● **What the task requires**:
Lay out the lines of all the entries below as a numbered list, skipping blank lines and leaving the pictures out.

● **Collected data entries**:
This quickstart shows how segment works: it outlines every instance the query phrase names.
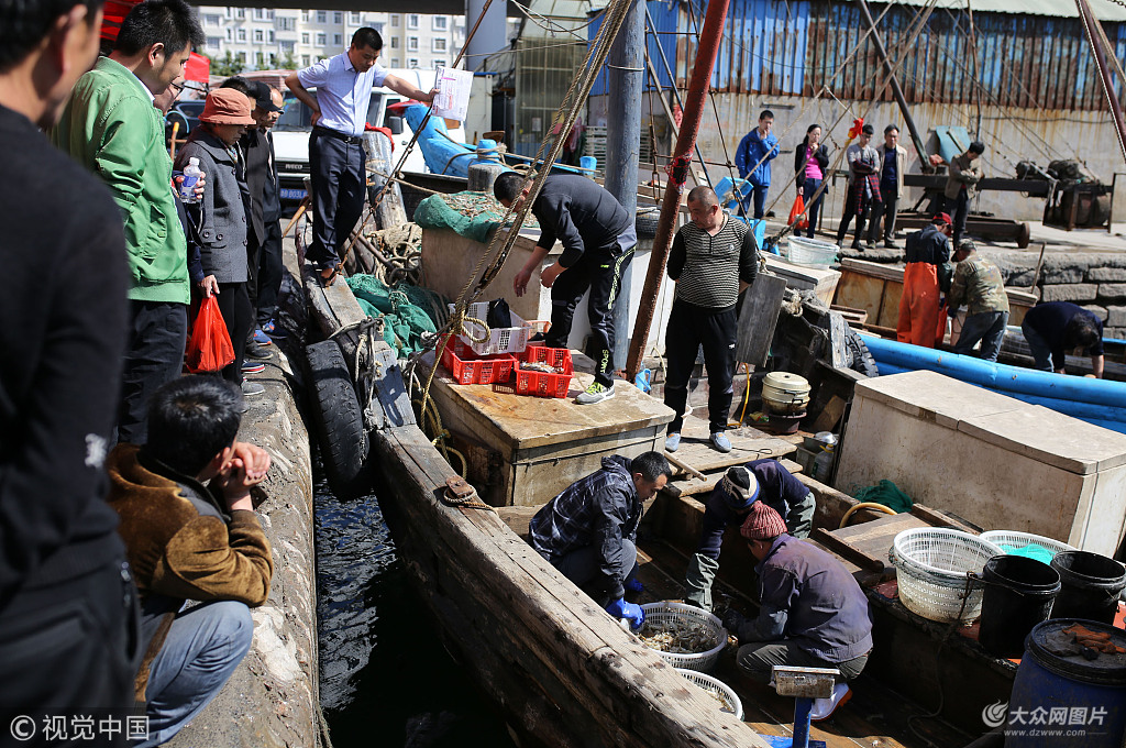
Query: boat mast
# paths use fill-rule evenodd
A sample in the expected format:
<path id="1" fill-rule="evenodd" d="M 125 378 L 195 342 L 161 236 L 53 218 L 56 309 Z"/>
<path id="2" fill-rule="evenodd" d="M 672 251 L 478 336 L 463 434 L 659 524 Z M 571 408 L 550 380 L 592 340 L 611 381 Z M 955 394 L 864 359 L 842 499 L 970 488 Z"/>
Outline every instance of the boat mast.
<path id="1" fill-rule="evenodd" d="M 723 38 L 727 3 L 729 0 L 711 0 L 707 3 L 707 14 L 704 16 L 699 46 L 696 48 L 696 62 L 692 65 L 688 92 L 685 96 L 683 121 L 680 124 L 680 133 L 677 135 L 677 144 L 672 150 L 672 160 L 669 162 L 670 179 L 664 188 L 664 199 L 661 202 L 661 220 L 656 225 L 656 237 L 653 238 L 649 273 L 645 276 L 645 287 L 637 310 L 633 339 L 629 341 L 629 359 L 626 364 L 626 380 L 629 382 L 633 382 L 637 376 L 642 359 L 645 357 L 645 345 L 649 340 L 649 330 L 653 324 L 656 296 L 661 291 L 664 267 L 669 260 L 669 248 L 672 246 L 672 231 L 680 211 L 680 192 L 688 178 L 692 149 L 696 145 L 700 118 L 704 115 L 704 103 L 707 99 L 708 82 L 712 80 L 712 70 L 715 66 L 715 57 Z"/>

● **Solution for this exercise**:
1. This quickstart shows how segment works: it outlines every instance the query phrase names.
2. Query: boat mast
3. # paths use fill-rule evenodd
4. A sample in the expected format:
5. <path id="1" fill-rule="evenodd" d="M 125 378 L 195 342 L 161 236 L 53 218 L 56 309 Z"/>
6. <path id="2" fill-rule="evenodd" d="M 672 251 L 478 336 L 463 434 L 659 524 Z M 571 408 L 550 380 L 592 340 L 611 381 Z M 955 394 L 864 359 L 842 499 L 970 488 Z"/>
7. Outline every instance of the boat mast.
8. <path id="1" fill-rule="evenodd" d="M 723 38 L 727 3 L 729 0 L 711 0 L 707 3 L 707 14 L 704 16 L 699 46 L 696 48 L 696 62 L 692 65 L 688 92 L 685 96 L 683 121 L 680 124 L 680 133 L 677 135 L 677 144 L 672 150 L 672 160 L 669 162 L 670 179 L 664 188 L 664 199 L 661 202 L 661 220 L 656 225 L 656 237 L 653 238 L 649 273 L 645 276 L 645 287 L 637 310 L 633 339 L 629 341 L 629 359 L 626 364 L 626 380 L 629 382 L 633 382 L 637 376 L 642 359 L 645 357 L 645 345 L 649 340 L 649 330 L 653 324 L 656 296 L 661 291 L 664 267 L 669 260 L 669 248 L 672 246 L 672 231 L 680 211 L 680 192 L 688 178 L 692 149 L 696 145 L 700 118 L 704 115 L 704 103 L 707 99 L 708 82 L 712 80 L 712 70 L 715 66 L 715 57 Z"/>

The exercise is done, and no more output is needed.